Your goal »
Reproduce each of the items below word for word, line by line, with nothing changed.

----- Supplied information

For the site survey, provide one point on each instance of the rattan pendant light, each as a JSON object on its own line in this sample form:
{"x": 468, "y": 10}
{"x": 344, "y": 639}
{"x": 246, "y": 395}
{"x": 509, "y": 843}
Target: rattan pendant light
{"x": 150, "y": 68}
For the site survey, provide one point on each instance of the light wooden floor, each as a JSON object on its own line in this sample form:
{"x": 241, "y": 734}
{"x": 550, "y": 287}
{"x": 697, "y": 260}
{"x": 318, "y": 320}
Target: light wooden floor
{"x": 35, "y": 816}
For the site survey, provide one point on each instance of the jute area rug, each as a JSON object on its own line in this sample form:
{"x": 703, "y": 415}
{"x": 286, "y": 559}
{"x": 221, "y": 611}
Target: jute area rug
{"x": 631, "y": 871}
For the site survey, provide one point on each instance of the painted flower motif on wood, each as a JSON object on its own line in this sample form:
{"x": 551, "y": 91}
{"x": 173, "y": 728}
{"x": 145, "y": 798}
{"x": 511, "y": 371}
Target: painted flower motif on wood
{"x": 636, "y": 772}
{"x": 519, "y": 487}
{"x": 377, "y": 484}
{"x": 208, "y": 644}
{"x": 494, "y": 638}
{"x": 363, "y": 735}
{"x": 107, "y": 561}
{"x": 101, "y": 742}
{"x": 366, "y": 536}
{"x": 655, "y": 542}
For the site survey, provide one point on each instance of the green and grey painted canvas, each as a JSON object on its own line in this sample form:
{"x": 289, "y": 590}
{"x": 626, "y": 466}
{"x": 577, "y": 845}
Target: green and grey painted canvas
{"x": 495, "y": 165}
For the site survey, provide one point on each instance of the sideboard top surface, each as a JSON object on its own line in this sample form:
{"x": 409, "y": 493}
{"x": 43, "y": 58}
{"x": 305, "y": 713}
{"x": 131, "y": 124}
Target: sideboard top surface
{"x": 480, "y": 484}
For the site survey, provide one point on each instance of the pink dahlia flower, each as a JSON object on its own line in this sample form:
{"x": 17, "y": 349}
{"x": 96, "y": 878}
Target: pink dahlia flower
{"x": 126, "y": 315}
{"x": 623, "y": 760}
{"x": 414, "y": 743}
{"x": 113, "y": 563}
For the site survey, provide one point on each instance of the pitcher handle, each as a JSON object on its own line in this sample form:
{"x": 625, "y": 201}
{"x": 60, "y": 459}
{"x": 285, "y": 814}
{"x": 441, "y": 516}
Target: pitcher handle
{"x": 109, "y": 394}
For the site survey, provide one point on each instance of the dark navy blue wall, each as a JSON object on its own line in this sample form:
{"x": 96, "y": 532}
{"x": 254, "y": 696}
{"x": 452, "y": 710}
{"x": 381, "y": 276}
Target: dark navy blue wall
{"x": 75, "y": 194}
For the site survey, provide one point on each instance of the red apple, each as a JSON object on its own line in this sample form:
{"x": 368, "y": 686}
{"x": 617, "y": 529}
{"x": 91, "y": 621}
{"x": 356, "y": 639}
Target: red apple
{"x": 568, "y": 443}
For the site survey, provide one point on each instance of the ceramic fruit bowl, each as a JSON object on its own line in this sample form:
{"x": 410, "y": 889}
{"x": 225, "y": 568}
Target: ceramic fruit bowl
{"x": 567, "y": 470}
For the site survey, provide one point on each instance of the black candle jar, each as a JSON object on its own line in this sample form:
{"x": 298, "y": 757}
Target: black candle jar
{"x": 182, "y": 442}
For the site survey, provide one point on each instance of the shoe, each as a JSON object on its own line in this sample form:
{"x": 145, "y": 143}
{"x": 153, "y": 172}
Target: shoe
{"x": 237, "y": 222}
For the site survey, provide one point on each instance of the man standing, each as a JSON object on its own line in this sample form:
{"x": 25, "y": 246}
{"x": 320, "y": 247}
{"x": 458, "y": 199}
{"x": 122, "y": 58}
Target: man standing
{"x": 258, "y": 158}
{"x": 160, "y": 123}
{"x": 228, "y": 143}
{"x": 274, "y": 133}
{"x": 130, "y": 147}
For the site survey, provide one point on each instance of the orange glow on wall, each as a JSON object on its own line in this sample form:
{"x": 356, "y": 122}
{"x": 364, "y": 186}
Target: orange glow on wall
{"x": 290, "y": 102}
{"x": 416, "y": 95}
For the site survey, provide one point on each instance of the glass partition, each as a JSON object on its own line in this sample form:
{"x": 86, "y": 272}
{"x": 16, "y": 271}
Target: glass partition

----------

Output of the exercise »
For the site survey, provide one point on each instance of the rattan pendant light, each as a JSON object on its own line in this sample form:
{"x": 468, "y": 10}
{"x": 344, "y": 639}
{"x": 246, "y": 395}
{"x": 509, "y": 843}
Target: rattan pendant light
{"x": 150, "y": 68}
For the site survey, provide one point on each instance of the light wooden floor, each as a JSON object on its own line in this sample form:
{"x": 241, "y": 734}
{"x": 550, "y": 287}
{"x": 697, "y": 260}
{"x": 318, "y": 320}
Target: light wooden floor
{"x": 35, "y": 816}
For the site survey, provide one point on each instance of the jute area rug, each as a JSON object on its own line in this sample form:
{"x": 703, "y": 415}
{"x": 286, "y": 559}
{"x": 221, "y": 611}
Target: jute area rug
{"x": 631, "y": 871}
For the site survey, provide one point on each instance of the painted flower motif on wood, each as a JSON object on its own line in this sample form:
{"x": 551, "y": 91}
{"x": 173, "y": 728}
{"x": 145, "y": 798}
{"x": 511, "y": 371}
Target: painted flower motif on wood
{"x": 636, "y": 772}
{"x": 519, "y": 487}
{"x": 377, "y": 484}
{"x": 208, "y": 644}
{"x": 494, "y": 638}
{"x": 363, "y": 735}
{"x": 107, "y": 561}
{"x": 101, "y": 742}
{"x": 366, "y": 536}
{"x": 655, "y": 542}
For the site survey, provide one point on each instance of the green and grey painted canvas, each as a JSON object on its own line in this sample form:
{"x": 289, "y": 590}
{"x": 626, "y": 466}
{"x": 577, "y": 845}
Target: green and grey painted canvas
{"x": 495, "y": 165}
For the site survey, provide one point on each instance of the sideboard top surface, each as a JSON object on its own line in this sample form:
{"x": 409, "y": 493}
{"x": 43, "y": 58}
{"x": 305, "y": 713}
{"x": 131, "y": 124}
Target: sideboard top surface
{"x": 480, "y": 484}
For the site survey, provide one point on each instance of the pink dahlia flower, each as a JSON object on its own line in this sample form:
{"x": 17, "y": 349}
{"x": 96, "y": 878}
Target: pink dahlia flower
{"x": 126, "y": 315}
{"x": 623, "y": 760}
{"x": 414, "y": 743}
{"x": 113, "y": 563}
For the site survey, provide one point on each instance of the pitcher handle, each as a JSON object on its own line in this sample form:
{"x": 625, "y": 201}
{"x": 60, "y": 459}
{"x": 285, "y": 814}
{"x": 441, "y": 516}
Target: pitcher handle
{"x": 109, "y": 394}
For the site survey, provide one point on each instance of the dark navy blue wall, each as a JSON object on its own line in this sample form:
{"x": 96, "y": 532}
{"x": 254, "y": 696}
{"x": 452, "y": 710}
{"x": 381, "y": 276}
Target: dark navy blue wall
{"x": 75, "y": 194}
For the site survey, provide one point on each instance of the red apple, each as a JSON object on its own line in this sample form:
{"x": 368, "y": 686}
{"x": 617, "y": 529}
{"x": 91, "y": 621}
{"x": 356, "y": 639}
Target: red apple
{"x": 568, "y": 443}
For the site survey, provide one point on each instance of the ceramic fruit bowl, each as a JSON object on its own line in this sample form:
{"x": 410, "y": 889}
{"x": 225, "y": 568}
Target: ceramic fruit bowl
{"x": 567, "y": 470}
For the site survey, provide one point on each instance of the black candle jar, each as a JSON object on its own line in this sample form:
{"x": 298, "y": 757}
Target: black candle jar
{"x": 182, "y": 442}
For the site survey, provide one point on each instance of the shoe, each as a JSON object on its own line in this sample form:
{"x": 145, "y": 143}
{"x": 153, "y": 172}
Target: shoe
{"x": 237, "y": 222}
For the site survey, provide one point on each instance of the man standing, each as a JSON object on its own line in this sample form:
{"x": 25, "y": 246}
{"x": 320, "y": 247}
{"x": 458, "y": 199}
{"x": 122, "y": 58}
Target: man standing
{"x": 258, "y": 158}
{"x": 160, "y": 123}
{"x": 228, "y": 143}
{"x": 274, "y": 133}
{"x": 130, "y": 147}
For the site survey, provide one point on each instance of the orange glow on wall, each as a JSON object on its own line in this sample form:
{"x": 356, "y": 122}
{"x": 364, "y": 186}
Target: orange glow on wall
{"x": 290, "y": 102}
{"x": 416, "y": 95}
For the site survey, provide one point on each instance of the glass partition, each as a JSON object on its own line in this sample form:
{"x": 86, "y": 272}
{"x": 16, "y": 271}
Target: glass partition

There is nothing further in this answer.